**TRECHO DA PÁGINA**
Revista Oeste
Os ministros do Supremo estão convencidos de que a
liberdade só pode ser usada pelos cidadãos se for concedida pelo STF
Foto: Shutterstock
O ministro Alexandre de Moraes e os seus colegas de Supremo
Tribunal Federal, com o apoio encantado da maior parte da imprensa brasileira,
estão metidos numa missão impossível.
Querem eliminar, através de despachos do
STF e da força armada do governo, o princípio segundo o qual a liberdade é uma
conquista da civilização humana — como a álgebra, ou a palavra escrita, ou o
direito à vida.
Decretaram que a liberdade é algo que pertence com
exclusividade ao Estado, como o direito único de imprimir moeda, por exemplo,
ou de passar escrituras de compra e venda de imóveis.
Mais precisamente, estão
convencidos de que a liberdade só pode ser usada pelos cidadãos se for
concedida pelo STF, sob a orientação técnica da faculdade particular de Direito
do ministro Gilmar Mendes, o IDP de Brasília.
Não é um direito que todo ser
humano recebe ao nascer.
Para os ministros, e os seus sócios no consórcio
Lula-STF, a liberdade é um bem tão precioso que tem de ser rigorosamente
racionado.
É uma das ideias fixas do ministro Moraes, do presidente Barroso e,
agora, do seu futuro colega Flávio Dino, para quem o conceito da liberdade de
expressão, como ela tem sido entendida nos últimos 300 anos, “acabou no
Brasil”.
A encíclica mais recente do ministro Moraes sobre a
liberdade de imprensa é um fenômeno sobrenatural — só pode ser entendida como
um ataque deliberado ao direito constitucional de livre manifestação, pois não
faz nenhum nexo do ponto de vista lógico.
A primeira reação foi dizer: “Isso é
uma estupidez”. Será?
Até o porteiro do Supremo sabe perfeitamente que não há
ditadura com liberdade de imprensa — ou se acaba com a imprensa livre logo no
primeiro dia, ou nem adianta pensar em ditadura.
A verdade, pelo que mostra a
observação racional dos fatos, é que o STF não tomou nos últimos cinco anos uma
única decisão a favor da liberdade de expressão — nem uma que seja.
Fez
exatamente o contrário. Dia após dia, tenta socar alguma nova medida de
repressão ao direito de palavra dos cidadãos.
Não tem conseguido tudo o que
quer, mas sempre age na mesma direção: “Vamos continuar metendo terror em cima
de quem quer falar o que pensa. Cada vez a gente ganha um espaço a mais”.
Se
nenhuma ditadura funciona com liberdade de imprensa, e se tudo o que o STF
decide na prática é contra a liberdade de imprensa, qual seria a dedução mais
simples? Moraes e seus colegas estão abrindo o caminho para o quê — mais
democracia ou mais “cala boca”, como disse a ministra Lúcia?

**DADOS PARA ANÁLISE**

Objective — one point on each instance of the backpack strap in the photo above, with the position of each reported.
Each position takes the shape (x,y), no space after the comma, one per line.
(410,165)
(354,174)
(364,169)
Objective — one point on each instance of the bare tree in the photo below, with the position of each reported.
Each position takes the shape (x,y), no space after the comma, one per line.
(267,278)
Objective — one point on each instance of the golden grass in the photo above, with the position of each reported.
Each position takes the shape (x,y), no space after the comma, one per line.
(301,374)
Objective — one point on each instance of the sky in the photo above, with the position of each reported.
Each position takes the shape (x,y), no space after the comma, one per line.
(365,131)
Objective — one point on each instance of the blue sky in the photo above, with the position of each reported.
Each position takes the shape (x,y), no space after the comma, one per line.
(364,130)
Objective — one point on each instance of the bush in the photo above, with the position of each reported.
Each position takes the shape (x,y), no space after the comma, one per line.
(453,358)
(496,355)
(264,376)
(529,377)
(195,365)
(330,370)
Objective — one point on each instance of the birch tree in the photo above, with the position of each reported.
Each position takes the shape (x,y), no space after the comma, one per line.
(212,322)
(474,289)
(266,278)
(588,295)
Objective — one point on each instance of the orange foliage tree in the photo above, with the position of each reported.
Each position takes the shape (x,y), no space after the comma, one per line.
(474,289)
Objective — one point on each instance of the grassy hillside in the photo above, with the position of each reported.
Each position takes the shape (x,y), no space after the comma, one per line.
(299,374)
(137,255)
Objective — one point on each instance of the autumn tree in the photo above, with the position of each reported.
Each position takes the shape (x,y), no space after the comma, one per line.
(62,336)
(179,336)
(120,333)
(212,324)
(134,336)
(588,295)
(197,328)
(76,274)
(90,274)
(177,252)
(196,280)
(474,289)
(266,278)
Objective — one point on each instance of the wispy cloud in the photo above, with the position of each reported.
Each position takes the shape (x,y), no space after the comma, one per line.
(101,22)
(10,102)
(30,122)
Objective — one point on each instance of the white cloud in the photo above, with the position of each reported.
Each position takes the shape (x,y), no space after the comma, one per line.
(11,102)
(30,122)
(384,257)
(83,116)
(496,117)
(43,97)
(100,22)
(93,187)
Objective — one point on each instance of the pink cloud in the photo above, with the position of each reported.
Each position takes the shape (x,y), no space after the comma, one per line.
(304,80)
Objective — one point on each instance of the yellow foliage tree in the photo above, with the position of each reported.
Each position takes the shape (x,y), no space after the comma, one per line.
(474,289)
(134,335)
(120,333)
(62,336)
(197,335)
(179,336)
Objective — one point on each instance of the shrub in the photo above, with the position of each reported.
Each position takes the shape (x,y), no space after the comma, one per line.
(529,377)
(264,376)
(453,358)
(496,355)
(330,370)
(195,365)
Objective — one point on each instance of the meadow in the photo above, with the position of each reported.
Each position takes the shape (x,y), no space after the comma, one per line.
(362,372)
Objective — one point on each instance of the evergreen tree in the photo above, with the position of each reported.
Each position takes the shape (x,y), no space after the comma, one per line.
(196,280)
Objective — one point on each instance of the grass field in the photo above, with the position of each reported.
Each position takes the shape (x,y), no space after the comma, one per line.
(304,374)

**TAREFAS A CUMPRIR**
a - Segundo a coluna sobre o STF, por que a encíclica mais recente do ministro Moraes sobre a liberdade de imprensa só pode ser entendida como um ataque deliberado ao direito de livre manifestação? Responda em uma a três frases.
b - Indique se cada afirmação concorda com a coluna sobre o STF, respondendo sim ou não e citando literalmente as palavras decisivas: (i) nos últimos cinco anos, o STF tomou poucas decisões a favor da liberdade de expressão; (ii) Flávio Dino considera que o conceito de liberdade de expressão "acabou no Brasil"; (iii) para os ministros, a liberdade pertence exclusivamente ao Estado, à semelhança do direito de imprimir moeda.
c - Dê seguimento à coluna sobre o STF a partir do ponto em que ela termina.
O material provém de uma fonte distinta da coluna sobre o STF.

**RESPOSTAS ESCRITAS**
a - Segundo a coluna, a encíclica só pode ser entendida como um ataque deliberado ao direito constitucional de livre manifestação porque não faz nenhum nexo do ponto de vista lógico.

b -
(i) Não: "o STF não tomou nos últimos cinco anos uma única decisão a favor da liberdade de expressão — nem uma que seja."
(ii) Sim: "do seu futuro colega Flávio Dino, para quem o conceito da liberdade de expressão, como ela tem sido entendida nos últimos 300 anos, “acabou no Brasil”."
(iii) Sim: "Decretaram que a liberdade é algo que pertence com exclusividade ao Estado, como o direito único de imprimir moeda, por exemplo"

c -
A ministra, na única manifestação de sua carreira jurídica
que tem alguma chance de merecer registro, disse que a censura não pode jamais
ser admitida — mas, para a eleição presidencial de 2022, ela iria abrir uma
exceção “até a segunda-feira, dia 31 de outubro”.
Passou a segunda, a terça e
mais um ano, e até agora a censura está aí. Não do tamanho que o STF gostaria,
é claro.
Mas Alexandre de Moraes está cuidando de “empurrar a história para a
frente”, coisa que não se faz num dia só — e veio com mais um decreto para avançar
no plano geral de deixar os meios de comunicação calados.
Sua ideia, como se
sabe, é responsabilizar os órgãos de imprensa pelo que as pessoas dizem nas
entrevistas.
Ou seja, uma autoridade pública, por exemplo, chama alguém de
“ladrão”; o veículo que publicou isso pode ser processado por calúnia, injúria
ou difamação.
É censura, e censura prévia, através da ameaça.
O que o ministro
quer é que o jornal, a revista ou a emissora não publiquem entrevistas
incômodas.
Poderiam ser punidos com multas de R$ 1 milhão por hora, ao estilo
STF. Alguém se habilita?
Até uma criança de 10 anos de idade sabe como isso vai
funcionar. Um entrevistado “de esquerda”, por exemplo, pode falar o que quiser
e não vai acontecer absolutamente nada.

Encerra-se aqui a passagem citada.